DATASET ENTRIES.
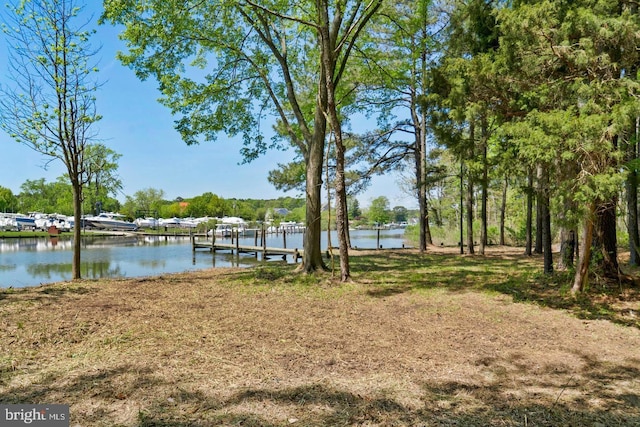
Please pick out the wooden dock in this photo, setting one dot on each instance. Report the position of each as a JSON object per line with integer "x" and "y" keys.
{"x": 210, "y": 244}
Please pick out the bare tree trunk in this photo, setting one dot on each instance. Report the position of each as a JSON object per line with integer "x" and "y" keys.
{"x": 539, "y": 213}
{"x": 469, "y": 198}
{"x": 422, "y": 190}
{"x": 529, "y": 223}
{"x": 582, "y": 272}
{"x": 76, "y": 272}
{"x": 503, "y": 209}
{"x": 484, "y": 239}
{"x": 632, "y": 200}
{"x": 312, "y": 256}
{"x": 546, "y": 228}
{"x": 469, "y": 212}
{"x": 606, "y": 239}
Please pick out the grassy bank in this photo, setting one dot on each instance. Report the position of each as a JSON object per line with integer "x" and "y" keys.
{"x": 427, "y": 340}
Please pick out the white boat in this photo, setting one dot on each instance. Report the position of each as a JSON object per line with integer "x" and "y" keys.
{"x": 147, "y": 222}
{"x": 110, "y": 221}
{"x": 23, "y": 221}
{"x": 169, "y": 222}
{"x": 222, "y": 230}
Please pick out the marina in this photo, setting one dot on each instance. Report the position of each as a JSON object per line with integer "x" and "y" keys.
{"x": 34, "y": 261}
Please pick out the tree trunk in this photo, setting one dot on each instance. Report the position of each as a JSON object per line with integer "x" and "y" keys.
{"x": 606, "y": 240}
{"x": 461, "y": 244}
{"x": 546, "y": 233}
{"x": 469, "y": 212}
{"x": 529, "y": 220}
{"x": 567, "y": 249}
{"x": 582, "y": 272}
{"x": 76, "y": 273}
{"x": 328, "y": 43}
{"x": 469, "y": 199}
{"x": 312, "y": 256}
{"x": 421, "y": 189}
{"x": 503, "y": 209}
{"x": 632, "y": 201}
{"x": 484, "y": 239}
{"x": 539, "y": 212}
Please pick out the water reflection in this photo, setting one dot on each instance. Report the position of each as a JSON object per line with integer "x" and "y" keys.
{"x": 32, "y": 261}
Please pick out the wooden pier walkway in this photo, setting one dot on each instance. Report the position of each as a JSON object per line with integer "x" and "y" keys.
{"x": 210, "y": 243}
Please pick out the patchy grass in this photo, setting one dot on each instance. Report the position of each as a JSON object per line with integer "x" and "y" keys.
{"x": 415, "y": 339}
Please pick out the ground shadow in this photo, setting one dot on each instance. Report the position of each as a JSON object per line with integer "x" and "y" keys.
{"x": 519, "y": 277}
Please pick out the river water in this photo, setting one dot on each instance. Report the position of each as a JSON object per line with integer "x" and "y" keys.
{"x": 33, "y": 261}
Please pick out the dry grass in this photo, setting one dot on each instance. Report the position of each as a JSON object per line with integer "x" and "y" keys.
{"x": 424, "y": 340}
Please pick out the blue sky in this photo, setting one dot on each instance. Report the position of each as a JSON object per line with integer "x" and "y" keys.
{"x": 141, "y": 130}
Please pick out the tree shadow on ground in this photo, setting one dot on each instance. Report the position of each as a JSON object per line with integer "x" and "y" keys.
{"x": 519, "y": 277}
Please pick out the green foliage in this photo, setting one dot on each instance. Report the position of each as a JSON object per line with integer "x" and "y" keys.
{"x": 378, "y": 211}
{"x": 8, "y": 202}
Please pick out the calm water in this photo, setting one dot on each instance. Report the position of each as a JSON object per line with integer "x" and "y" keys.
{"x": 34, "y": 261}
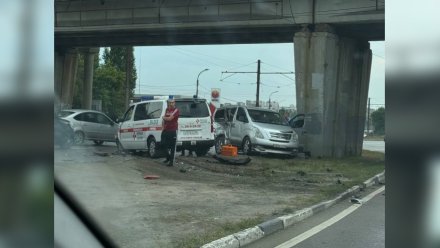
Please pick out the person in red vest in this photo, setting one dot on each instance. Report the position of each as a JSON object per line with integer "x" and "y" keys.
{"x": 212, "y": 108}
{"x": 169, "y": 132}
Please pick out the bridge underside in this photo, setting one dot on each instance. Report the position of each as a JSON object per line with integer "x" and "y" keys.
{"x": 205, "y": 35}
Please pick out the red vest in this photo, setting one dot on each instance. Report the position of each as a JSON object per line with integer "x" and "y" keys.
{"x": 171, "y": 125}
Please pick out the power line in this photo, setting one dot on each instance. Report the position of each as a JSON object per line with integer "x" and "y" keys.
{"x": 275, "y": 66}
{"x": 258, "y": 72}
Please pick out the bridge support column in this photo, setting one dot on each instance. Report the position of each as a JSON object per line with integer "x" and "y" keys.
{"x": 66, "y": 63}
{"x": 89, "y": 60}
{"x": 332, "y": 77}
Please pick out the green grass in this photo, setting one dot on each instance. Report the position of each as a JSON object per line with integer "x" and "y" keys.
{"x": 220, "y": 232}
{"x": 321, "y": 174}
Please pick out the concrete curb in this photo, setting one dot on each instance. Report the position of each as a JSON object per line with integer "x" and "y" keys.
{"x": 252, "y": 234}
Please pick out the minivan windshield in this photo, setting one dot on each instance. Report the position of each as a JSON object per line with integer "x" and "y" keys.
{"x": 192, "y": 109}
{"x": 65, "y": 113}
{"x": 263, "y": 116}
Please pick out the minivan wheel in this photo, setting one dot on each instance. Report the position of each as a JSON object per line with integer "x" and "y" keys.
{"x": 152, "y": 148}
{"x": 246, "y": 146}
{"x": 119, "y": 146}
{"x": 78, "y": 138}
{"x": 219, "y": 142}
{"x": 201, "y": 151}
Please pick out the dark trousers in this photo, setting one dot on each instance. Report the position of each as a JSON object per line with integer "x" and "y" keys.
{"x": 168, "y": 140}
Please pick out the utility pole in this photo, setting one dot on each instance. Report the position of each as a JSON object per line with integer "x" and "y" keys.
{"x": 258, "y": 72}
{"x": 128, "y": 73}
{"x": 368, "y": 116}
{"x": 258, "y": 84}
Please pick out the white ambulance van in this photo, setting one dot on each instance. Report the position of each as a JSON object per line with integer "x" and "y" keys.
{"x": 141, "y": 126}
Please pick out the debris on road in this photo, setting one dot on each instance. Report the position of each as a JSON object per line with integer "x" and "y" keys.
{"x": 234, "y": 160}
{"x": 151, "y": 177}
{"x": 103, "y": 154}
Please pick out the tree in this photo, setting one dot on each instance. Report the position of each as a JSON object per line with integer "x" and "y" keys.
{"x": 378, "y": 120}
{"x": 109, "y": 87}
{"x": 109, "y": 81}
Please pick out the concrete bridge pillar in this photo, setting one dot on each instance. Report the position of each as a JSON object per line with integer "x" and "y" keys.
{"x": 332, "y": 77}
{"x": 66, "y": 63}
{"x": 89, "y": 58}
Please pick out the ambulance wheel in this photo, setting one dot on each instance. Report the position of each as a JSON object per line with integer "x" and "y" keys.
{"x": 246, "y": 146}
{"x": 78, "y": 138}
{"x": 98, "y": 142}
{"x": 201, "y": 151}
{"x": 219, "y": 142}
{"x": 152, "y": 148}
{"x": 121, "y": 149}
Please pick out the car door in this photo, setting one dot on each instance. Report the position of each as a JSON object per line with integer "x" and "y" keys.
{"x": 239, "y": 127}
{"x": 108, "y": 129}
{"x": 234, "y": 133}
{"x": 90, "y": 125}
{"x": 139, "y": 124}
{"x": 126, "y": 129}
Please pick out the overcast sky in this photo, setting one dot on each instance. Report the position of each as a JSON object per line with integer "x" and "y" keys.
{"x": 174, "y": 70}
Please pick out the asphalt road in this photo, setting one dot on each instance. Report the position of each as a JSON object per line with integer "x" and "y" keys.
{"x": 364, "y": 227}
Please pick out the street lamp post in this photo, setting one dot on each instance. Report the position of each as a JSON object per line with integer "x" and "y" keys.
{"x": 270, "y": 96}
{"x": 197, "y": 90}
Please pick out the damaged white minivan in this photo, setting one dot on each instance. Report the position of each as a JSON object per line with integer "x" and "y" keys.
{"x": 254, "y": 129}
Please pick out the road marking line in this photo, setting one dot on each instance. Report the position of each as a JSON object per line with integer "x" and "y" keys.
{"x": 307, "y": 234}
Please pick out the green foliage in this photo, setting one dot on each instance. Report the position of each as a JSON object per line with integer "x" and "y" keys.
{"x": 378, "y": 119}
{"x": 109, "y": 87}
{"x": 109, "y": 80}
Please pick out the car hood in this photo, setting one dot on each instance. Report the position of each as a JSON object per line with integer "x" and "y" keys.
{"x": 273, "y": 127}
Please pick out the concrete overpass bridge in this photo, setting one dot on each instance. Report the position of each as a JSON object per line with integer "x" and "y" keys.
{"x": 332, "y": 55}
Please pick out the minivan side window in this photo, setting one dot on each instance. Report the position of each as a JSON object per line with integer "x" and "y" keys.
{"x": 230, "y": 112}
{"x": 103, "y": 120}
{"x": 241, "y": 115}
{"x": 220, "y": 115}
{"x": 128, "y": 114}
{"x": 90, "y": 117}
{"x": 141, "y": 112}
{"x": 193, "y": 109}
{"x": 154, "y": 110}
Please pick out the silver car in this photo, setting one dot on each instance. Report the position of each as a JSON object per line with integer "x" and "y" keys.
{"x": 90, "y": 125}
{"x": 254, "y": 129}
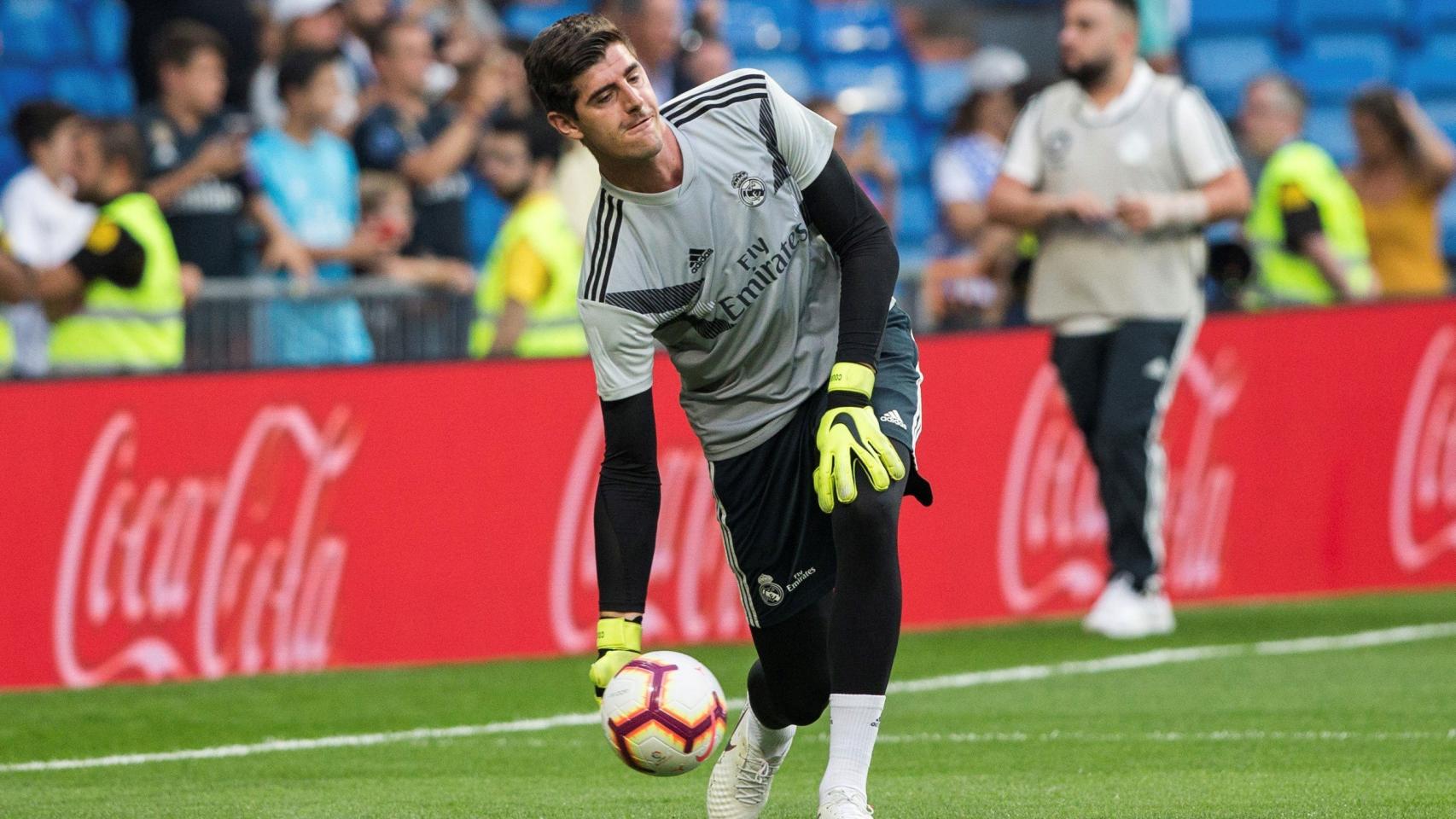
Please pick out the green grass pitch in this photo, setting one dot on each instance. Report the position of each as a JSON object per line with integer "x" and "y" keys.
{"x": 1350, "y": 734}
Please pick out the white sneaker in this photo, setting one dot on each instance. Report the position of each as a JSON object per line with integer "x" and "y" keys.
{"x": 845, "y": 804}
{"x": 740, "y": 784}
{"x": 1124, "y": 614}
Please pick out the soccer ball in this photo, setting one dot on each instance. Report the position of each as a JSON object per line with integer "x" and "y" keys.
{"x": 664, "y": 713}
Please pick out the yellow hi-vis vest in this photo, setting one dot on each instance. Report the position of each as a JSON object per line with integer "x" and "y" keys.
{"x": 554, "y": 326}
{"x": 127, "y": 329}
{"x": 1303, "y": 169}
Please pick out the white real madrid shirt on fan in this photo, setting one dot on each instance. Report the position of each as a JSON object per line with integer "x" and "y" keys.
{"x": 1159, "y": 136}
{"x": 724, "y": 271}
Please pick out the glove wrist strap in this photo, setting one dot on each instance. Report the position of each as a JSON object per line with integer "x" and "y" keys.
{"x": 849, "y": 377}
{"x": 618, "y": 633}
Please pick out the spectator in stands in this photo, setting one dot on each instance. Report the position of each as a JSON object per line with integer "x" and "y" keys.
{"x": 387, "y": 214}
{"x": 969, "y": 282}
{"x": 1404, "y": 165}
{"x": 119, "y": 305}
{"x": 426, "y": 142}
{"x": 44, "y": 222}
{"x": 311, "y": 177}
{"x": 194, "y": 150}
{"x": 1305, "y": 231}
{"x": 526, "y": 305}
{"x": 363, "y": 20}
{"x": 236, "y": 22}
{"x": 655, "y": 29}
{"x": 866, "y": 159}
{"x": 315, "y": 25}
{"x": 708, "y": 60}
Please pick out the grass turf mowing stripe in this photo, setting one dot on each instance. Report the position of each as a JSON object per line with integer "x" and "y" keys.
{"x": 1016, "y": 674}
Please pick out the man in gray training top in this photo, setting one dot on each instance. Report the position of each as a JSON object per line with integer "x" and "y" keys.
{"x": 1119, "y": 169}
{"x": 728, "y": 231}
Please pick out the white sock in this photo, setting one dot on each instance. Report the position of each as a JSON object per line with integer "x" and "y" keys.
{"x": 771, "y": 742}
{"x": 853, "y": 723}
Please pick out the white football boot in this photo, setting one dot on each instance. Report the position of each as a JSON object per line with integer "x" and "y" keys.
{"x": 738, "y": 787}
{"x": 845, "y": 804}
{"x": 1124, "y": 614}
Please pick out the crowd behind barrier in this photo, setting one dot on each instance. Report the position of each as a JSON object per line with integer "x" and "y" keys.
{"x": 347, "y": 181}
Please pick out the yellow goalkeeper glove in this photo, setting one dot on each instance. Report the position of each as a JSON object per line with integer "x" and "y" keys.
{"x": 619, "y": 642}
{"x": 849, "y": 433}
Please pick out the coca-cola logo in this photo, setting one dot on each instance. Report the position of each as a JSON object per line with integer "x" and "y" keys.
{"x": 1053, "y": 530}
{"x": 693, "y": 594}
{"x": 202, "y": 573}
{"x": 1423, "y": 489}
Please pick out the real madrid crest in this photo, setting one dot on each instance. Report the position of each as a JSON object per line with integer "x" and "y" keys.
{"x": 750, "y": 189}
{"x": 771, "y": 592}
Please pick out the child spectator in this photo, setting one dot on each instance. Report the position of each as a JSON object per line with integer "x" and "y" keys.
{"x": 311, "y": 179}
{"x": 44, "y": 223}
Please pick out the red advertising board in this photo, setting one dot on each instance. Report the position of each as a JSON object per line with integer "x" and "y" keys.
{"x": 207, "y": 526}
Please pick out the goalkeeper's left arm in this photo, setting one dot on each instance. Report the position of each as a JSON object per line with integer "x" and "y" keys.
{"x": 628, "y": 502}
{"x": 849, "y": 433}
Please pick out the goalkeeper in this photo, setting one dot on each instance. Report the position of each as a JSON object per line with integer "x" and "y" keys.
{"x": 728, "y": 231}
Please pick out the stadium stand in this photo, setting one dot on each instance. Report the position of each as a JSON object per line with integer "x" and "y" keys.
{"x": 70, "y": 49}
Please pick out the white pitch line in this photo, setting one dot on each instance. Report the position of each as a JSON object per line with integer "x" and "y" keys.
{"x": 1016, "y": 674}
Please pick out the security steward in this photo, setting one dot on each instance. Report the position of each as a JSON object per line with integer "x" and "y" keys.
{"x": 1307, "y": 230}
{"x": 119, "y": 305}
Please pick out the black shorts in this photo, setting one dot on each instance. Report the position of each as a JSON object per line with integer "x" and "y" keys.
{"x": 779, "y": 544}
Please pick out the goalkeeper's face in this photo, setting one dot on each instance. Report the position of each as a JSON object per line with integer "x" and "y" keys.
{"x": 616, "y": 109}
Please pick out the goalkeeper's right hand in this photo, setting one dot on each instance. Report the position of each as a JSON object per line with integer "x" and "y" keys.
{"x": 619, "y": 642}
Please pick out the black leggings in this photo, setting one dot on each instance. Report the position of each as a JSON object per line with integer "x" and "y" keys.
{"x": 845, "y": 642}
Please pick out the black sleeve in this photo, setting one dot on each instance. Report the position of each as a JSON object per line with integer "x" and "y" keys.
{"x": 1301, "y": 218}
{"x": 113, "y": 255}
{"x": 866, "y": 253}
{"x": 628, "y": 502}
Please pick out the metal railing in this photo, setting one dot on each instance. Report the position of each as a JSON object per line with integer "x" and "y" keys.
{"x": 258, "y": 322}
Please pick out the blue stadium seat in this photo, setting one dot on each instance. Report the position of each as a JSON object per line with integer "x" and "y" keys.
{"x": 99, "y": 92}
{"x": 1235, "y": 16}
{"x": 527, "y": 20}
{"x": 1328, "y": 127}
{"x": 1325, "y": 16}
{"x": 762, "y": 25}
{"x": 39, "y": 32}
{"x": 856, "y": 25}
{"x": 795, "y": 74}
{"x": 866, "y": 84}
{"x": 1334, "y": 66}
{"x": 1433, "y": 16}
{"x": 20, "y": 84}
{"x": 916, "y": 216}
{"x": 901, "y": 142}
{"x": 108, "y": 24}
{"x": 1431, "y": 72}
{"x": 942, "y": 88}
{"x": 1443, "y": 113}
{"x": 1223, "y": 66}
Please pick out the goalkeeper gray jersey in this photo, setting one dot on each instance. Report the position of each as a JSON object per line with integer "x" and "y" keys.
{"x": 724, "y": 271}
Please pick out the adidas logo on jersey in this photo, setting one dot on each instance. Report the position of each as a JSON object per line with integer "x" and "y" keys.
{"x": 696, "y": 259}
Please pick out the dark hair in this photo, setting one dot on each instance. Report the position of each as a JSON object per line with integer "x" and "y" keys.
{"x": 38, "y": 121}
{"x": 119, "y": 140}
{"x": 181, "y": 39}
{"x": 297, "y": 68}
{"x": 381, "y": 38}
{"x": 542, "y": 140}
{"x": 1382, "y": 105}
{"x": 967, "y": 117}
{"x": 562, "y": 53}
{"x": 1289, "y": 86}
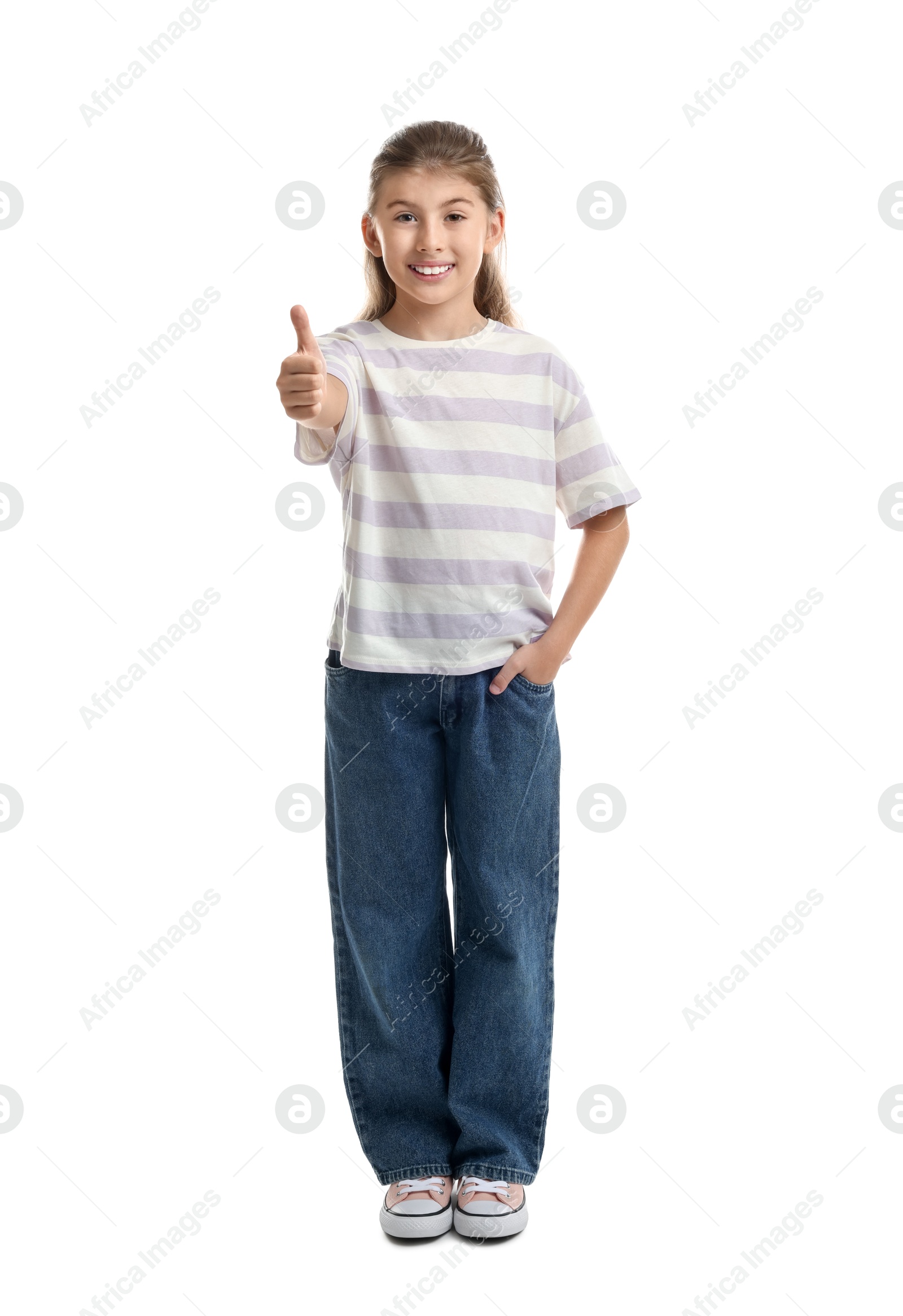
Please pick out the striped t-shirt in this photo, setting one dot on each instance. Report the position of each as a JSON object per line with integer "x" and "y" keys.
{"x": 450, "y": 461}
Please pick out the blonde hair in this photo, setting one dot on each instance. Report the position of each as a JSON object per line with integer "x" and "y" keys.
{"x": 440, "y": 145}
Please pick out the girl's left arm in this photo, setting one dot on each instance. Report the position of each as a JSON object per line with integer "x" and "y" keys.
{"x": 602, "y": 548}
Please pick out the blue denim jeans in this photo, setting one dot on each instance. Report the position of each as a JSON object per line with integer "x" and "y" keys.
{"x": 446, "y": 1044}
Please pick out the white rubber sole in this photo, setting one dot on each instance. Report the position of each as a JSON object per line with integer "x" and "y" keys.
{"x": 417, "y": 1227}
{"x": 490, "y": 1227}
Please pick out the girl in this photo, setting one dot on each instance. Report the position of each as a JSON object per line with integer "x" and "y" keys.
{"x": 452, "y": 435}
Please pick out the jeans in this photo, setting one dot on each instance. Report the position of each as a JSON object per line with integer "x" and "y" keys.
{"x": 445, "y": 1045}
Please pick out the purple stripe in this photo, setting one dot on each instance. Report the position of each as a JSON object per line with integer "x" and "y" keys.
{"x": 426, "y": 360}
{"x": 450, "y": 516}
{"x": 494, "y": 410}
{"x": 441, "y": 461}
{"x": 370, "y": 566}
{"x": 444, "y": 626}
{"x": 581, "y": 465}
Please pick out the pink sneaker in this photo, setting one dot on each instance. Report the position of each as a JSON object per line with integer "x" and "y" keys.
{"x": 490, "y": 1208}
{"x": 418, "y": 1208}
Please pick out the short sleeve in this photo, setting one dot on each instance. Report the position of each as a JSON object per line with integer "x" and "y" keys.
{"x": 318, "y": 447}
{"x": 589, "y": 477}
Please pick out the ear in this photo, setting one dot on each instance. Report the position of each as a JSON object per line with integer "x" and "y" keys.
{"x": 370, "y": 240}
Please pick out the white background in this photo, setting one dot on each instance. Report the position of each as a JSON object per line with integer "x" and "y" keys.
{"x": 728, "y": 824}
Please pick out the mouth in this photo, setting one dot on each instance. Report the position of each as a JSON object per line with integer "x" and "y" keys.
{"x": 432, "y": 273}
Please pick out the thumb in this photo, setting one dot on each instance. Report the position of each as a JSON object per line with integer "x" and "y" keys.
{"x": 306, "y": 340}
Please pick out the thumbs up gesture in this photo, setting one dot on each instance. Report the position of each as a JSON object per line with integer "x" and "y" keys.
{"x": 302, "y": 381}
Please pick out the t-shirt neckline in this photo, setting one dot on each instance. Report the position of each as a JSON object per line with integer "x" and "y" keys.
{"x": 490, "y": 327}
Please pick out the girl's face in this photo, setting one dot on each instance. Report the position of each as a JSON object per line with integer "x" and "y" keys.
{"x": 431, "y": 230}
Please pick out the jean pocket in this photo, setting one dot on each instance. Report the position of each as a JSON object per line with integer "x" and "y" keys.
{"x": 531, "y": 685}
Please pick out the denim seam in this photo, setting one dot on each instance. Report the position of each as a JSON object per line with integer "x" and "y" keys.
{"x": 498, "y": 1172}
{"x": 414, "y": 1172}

STATED GOAL. Output the lines from the line containing "Please pick out the t-shirt" to the end, both included; add nothing.

TASK SOLUTION.
Please pick out the t-shirt neckline in this photo, setting one dot on each instance. Report the position of each as a JSON object per line with integer "x" and "y" keys.
{"x": 490, "y": 327}
Please pick out the girl's face in this photo, setting one dot on each instance. Report the position of each as a JSON object per line with integer "x" and "y" keys.
{"x": 431, "y": 230}
Please pick out the jean pocket in this photo, setting one dot on each instance. Report the position of each as a JSON object per line with integer "x" and "y" keys.
{"x": 531, "y": 685}
Please pick out the denim seam in this photo, setting one dot on each instance. Report the position of each as a JSON object per line with integer "x" and "y" keys.
{"x": 498, "y": 1172}
{"x": 414, "y": 1172}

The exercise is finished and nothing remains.